What to work on: Search the records for the string "border" and return each line that has it.
- - - - -
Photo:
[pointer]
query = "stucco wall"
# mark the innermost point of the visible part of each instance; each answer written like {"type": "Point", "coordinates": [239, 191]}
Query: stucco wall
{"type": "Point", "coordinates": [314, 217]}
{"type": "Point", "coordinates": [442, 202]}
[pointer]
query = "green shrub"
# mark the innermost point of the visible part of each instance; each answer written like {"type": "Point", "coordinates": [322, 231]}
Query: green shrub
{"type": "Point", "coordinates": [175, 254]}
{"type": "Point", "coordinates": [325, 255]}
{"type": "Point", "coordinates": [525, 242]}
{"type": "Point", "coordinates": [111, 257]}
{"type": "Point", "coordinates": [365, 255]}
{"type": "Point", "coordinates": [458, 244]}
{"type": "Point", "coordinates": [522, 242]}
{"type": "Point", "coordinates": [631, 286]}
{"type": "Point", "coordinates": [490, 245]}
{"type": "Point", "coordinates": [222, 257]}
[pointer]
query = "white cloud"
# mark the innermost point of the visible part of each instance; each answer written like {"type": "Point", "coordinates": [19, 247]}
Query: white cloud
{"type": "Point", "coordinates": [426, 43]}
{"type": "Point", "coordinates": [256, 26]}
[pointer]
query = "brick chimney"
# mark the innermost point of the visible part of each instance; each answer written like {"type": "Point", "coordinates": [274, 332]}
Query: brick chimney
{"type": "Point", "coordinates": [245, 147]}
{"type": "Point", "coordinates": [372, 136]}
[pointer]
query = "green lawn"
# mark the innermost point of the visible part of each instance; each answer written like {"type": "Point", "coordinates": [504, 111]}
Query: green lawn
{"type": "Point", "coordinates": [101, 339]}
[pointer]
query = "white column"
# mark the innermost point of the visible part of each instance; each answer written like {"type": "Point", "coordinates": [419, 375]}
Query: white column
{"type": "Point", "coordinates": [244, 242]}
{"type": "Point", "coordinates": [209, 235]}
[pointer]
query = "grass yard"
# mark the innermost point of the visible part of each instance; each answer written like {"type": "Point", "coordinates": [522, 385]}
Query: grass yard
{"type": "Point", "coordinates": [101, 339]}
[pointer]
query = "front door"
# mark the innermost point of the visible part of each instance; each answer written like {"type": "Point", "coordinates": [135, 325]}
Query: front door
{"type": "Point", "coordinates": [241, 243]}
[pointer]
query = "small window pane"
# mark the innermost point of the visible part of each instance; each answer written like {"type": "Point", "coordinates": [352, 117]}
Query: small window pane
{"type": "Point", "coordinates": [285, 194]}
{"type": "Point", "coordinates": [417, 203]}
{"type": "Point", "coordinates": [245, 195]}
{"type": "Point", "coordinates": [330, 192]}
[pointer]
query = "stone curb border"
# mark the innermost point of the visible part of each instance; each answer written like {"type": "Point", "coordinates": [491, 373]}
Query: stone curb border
- - - - -
Result:
query = "stone curb border"
Query: stone curb border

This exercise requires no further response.